◆ RECORDS FOR THE TASK ◆
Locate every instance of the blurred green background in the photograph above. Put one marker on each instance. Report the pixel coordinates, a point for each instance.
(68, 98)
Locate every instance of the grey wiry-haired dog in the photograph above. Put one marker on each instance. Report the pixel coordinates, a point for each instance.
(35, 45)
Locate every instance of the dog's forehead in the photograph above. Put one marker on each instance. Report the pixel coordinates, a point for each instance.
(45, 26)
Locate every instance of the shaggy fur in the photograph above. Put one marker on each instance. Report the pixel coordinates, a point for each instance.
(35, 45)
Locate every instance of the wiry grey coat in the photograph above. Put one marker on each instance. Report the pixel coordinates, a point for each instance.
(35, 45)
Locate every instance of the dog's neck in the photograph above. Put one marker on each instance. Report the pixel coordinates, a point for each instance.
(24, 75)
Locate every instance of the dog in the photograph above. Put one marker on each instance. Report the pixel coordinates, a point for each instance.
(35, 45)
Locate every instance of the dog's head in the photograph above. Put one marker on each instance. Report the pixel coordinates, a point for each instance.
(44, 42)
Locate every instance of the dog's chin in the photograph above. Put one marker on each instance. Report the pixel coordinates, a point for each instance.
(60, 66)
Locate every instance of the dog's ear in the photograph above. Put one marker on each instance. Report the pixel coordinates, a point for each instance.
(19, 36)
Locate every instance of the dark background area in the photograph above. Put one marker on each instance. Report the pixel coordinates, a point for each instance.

◆ PROBLEM STATEMENT ◆
Output the complete data exactly as written.

◆ ANSWER TO THIS TASK ◆
Locate every instance of the blurred green background in the photograph above. Put one marker on each instance. Report the pixel coordinates, a point for each instance.
(68, 98)
Locate every instance of the grey wiry-haired dog in the photograph above. Put one marker on each instance. Report the pixel coordinates, a point for each instance.
(35, 45)
Locate every instance of the dog's forehead in the photograph above. Put one marker on each instance. Report the pixel coordinates, a point for each instance.
(45, 26)
Locate every instance of the shaggy fur in the photograph above. Put one marker on each instance. Report the pixel coordinates, a point for each instance.
(35, 45)
Locate every instance of the wiry grey coat in the photograph above. Put one marker on each instance. Report the pixel coordinates, a point for each instance.
(35, 45)
Locate every instance of the dog's neck in the photograph above. Put one marker on each instance. Report the pixel coordinates, a point for each instance.
(24, 75)
Locate every instance of the dog in the photograph above. Put one marker on each instance. Report the pixel coordinates, a point for each instance.
(35, 45)
Locate every instance of the dog's head in the photograph above. Put one marker on each instance. Report the pixel coordinates, a point for each instance.
(44, 42)
Locate every instance of the dog's chin in the photograph above. Put one marker on each instance. Report the pixel coordinates, a point for each instance.
(60, 66)
Locate every instance of the dog's ear in the photograph above. Put one marker on each instance. Report the pixel coordinates, a point for each instance.
(19, 36)
Locate every instance of the dark background area in the photograph above. Put one marker on each instance. Report the pixel coordinates, a point for each instance.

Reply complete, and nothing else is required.